───── Selected text ─────

CV

Misc

A better validation set score than the training set score (Notes from link):
- You don’t have that much data and it’s luck.
  - Can be diagnosed by changing the seed (random_state in py) in data split function
- Gap between them shrinks over time
  - May be do to regularization (if it’s being used).
  - During validation and testing, your loss function only comprises prediction error
- Gap between them stays the same and training loss has fluctuations
  - DL: dropout is only applicable during the training process, so it only affects training loss
- Validation loss lower than training loss at first but has similar or higher values later on
  - DL: Training loss is calculated during each epoch, but validation loss is calculated at the end of each epoch

Compare Training vs Test

Example: {gt} table, {yardstick} forecast metrics

bind_rows(
  yardstick::mape(rf_preds_train, Sale_Price, .pred),
  yardstick::mape(rf_preds_test, Sale_Price, .pred)
) %>% 
  mutate(dataset = c("training", "holdout")) %>% 
  gt::gt() %>% 
  gt::fmt_number(".estimate", decimals = 1)

───── Information given ─────

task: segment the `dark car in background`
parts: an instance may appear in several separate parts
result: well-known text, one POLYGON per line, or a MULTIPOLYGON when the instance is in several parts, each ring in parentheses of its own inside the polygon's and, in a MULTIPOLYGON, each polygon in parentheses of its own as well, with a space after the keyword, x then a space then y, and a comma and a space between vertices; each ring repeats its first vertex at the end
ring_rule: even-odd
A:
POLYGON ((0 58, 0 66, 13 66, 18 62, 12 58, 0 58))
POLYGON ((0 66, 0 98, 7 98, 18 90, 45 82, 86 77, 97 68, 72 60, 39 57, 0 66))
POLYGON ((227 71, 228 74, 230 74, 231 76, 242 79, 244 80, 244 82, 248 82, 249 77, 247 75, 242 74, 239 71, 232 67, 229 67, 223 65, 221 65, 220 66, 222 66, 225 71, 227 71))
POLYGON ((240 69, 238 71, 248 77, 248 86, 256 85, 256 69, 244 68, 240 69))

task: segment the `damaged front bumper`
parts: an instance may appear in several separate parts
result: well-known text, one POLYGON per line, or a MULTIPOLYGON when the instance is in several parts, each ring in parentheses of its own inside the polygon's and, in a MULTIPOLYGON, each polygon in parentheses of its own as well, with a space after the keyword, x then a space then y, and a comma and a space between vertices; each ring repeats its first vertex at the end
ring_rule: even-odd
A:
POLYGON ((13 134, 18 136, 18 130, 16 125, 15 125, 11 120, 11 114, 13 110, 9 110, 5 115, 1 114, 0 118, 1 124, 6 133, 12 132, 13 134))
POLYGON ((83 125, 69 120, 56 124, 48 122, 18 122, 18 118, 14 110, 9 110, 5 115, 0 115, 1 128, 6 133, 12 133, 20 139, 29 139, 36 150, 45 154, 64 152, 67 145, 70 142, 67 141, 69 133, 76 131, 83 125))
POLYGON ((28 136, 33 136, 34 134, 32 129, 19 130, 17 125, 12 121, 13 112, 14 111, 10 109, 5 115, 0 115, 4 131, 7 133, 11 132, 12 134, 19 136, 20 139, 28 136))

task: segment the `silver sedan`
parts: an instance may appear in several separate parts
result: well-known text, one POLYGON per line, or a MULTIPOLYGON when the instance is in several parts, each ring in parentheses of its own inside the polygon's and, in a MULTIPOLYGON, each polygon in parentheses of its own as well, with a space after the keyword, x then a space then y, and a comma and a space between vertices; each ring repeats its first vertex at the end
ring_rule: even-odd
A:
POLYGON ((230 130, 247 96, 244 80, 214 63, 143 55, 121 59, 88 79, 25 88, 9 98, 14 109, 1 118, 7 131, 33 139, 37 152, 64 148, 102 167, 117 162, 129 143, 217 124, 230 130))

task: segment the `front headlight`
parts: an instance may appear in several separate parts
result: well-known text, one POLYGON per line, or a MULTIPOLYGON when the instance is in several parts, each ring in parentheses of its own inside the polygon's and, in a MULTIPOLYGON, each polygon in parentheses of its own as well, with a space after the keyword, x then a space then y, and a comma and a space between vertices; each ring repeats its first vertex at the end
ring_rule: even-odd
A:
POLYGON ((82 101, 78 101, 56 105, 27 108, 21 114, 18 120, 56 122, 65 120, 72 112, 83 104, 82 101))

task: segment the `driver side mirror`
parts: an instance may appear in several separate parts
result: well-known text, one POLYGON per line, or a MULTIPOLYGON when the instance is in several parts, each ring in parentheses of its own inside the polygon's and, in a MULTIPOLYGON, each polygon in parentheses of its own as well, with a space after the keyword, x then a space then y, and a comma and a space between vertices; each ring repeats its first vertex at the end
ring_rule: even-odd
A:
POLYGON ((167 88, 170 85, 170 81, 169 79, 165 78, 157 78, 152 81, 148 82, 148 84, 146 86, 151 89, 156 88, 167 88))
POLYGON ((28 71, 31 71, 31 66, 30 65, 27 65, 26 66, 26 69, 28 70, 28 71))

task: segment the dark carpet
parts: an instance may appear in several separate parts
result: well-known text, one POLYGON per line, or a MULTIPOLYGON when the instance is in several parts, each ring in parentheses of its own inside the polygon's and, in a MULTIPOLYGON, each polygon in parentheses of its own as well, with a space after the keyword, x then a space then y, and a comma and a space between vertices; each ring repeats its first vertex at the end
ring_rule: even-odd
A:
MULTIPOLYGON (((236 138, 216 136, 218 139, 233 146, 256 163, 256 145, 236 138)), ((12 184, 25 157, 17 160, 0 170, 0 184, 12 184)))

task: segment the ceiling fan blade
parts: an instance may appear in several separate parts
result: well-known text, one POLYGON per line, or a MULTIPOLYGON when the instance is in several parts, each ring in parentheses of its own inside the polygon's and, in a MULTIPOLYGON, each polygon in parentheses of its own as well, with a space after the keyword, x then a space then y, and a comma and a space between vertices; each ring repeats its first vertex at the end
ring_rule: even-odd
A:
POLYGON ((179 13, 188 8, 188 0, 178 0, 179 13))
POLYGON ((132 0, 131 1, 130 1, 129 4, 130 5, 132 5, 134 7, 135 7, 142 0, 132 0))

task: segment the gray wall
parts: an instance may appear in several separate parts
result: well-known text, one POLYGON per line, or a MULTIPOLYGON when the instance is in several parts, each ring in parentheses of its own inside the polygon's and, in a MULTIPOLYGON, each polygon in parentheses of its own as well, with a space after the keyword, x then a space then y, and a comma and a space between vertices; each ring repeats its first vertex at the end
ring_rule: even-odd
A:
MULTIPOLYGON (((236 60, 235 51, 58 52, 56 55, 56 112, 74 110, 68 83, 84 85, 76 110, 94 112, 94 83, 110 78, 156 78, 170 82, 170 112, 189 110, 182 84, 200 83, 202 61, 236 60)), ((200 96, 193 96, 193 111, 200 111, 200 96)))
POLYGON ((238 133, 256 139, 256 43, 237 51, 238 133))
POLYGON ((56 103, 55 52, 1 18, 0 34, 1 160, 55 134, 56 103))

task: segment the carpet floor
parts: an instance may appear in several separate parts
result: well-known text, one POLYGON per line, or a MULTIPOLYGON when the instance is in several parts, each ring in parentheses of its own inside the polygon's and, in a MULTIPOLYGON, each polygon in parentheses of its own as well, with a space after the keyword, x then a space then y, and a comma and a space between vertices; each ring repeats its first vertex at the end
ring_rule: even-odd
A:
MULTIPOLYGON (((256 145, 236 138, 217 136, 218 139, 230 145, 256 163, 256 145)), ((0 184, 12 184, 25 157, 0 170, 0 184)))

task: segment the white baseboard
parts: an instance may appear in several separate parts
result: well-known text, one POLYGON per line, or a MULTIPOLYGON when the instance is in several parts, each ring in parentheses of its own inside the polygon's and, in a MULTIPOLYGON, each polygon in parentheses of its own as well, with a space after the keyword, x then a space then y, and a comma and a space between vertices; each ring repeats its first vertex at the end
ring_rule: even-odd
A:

─────
───── Information given ─────

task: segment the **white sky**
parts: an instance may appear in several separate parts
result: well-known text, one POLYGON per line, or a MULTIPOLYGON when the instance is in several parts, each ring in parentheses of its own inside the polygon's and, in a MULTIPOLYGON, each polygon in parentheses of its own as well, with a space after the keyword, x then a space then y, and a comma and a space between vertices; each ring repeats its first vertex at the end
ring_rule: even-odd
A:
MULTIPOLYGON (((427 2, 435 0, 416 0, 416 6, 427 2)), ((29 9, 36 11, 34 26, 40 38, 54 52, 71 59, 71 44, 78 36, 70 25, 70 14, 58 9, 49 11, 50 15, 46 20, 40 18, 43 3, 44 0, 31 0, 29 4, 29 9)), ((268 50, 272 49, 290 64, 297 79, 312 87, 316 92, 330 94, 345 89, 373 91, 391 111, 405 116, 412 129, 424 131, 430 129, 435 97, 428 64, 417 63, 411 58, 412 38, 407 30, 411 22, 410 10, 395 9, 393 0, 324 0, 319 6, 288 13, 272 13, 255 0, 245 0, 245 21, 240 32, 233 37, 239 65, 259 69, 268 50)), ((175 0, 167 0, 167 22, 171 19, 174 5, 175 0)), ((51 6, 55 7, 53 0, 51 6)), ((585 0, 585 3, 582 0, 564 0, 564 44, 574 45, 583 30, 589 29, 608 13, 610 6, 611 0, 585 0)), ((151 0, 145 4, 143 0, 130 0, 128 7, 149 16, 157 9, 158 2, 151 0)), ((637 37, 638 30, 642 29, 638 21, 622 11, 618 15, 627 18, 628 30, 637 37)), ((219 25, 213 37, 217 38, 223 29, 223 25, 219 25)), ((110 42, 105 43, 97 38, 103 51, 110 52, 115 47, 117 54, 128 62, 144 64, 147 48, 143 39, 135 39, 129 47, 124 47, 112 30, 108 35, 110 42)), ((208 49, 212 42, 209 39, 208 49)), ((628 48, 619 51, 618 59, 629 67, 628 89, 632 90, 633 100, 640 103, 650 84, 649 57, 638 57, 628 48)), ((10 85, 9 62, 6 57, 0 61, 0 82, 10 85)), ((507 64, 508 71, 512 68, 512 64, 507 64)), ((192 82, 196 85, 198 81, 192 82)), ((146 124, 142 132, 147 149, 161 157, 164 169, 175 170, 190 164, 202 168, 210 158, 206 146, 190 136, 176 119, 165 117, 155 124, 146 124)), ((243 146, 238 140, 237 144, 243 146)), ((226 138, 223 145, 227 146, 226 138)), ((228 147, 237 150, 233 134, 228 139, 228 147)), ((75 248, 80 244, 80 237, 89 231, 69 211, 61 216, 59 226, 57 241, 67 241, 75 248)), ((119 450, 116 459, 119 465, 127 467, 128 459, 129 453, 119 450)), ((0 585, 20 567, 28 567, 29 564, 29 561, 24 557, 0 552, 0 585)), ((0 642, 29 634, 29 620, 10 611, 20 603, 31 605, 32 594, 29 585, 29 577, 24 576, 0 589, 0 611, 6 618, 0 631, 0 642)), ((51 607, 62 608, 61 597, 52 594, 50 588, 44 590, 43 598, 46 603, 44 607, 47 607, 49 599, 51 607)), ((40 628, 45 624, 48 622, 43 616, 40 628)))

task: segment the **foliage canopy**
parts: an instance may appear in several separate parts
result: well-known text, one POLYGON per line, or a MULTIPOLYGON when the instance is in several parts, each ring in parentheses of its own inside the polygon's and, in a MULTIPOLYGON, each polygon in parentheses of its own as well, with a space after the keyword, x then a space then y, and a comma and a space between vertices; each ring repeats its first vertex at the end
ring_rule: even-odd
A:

─────

§ Exercise directions:
Can you write what comes next in the cross-validation notes, picking up after the last line of the R code? The records were taken from a different source than the notes.

§ Reply:
Regression

For prediction, if coefficients vary significantly across the test folds their robustness is not guaranteed (see coefficient boxplot below), and they should probably be interpreted with caution.
- Boxplots show the variance of the coefficient across the folds of a repeated 5-fold cv.
- The “Coefficient importance” in the example is just the coefficient value of the standardized variable in a ridge regression
- Note outliers beyond the whiskers for Age and Experience
  - In this case, the variance is caused by the fact that experience and age are strongly collinear.
- Variability in coefficients can also be explained by collinearity between predictors
- Perform sensitivity analysis by removing one of the collinear predictors and re-running the CV. Check if the variance of the variable that was kept has stabilized (e.g. fewer outliers past the whiskers of a boxplot).